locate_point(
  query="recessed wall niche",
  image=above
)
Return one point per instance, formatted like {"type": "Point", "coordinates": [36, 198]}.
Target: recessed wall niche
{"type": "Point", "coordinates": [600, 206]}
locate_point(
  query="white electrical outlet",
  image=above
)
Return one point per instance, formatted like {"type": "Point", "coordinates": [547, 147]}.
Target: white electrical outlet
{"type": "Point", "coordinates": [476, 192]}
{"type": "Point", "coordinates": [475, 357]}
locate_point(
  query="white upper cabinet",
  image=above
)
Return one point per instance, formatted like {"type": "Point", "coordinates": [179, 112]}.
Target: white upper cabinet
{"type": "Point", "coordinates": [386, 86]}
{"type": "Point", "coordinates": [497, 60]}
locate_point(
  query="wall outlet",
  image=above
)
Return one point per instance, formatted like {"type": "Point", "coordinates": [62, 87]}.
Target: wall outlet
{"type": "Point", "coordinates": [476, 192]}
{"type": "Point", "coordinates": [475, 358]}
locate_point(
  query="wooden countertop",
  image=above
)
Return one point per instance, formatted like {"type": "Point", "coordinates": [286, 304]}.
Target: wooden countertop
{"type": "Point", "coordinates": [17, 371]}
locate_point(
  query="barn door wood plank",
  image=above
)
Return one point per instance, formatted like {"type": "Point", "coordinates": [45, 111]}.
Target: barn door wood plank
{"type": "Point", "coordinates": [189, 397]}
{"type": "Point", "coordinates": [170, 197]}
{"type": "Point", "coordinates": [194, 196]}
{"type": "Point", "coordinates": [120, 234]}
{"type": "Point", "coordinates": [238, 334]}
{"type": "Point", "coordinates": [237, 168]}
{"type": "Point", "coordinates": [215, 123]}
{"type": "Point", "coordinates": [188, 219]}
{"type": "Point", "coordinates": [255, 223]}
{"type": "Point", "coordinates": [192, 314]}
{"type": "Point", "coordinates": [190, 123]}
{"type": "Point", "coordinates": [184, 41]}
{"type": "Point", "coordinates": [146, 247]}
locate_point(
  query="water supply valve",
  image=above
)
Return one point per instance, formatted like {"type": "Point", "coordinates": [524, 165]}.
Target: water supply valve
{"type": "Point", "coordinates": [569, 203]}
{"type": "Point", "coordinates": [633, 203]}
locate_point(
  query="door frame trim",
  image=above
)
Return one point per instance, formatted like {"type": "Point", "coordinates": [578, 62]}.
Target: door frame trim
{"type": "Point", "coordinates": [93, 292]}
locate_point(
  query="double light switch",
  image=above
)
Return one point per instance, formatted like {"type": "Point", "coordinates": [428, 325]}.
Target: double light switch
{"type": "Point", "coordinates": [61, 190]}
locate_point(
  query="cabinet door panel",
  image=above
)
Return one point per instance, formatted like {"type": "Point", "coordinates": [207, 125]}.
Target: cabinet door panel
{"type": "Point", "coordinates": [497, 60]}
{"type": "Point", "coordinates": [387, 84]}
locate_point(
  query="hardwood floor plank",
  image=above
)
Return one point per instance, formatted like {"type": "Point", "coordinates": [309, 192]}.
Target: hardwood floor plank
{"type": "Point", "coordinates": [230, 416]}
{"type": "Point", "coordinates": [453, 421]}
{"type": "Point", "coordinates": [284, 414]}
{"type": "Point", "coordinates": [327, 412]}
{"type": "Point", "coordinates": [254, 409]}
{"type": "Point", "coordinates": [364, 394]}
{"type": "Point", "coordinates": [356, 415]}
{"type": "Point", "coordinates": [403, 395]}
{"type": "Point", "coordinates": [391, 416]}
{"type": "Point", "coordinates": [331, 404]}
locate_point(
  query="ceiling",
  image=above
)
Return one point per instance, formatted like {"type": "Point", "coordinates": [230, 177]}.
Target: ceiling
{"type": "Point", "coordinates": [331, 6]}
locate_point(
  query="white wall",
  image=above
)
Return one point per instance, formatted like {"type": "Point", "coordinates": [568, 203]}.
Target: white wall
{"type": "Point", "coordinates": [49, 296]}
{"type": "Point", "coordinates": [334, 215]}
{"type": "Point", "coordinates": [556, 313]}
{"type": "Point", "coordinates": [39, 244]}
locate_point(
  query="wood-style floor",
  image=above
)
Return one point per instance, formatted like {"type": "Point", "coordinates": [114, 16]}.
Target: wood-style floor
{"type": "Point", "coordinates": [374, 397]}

◇ ◇ ◇ ◇ ◇ ◇ ◇

- [Exercise description]: Select every line above that contains the word "door" and copy each one out.

- [Exercise answer]:
  query="barn door wood plank",
Target: barn door wood plank
  query="door frame trim",
Target: door frame trim
  query="cabinet door panel",
Target: cabinet door panel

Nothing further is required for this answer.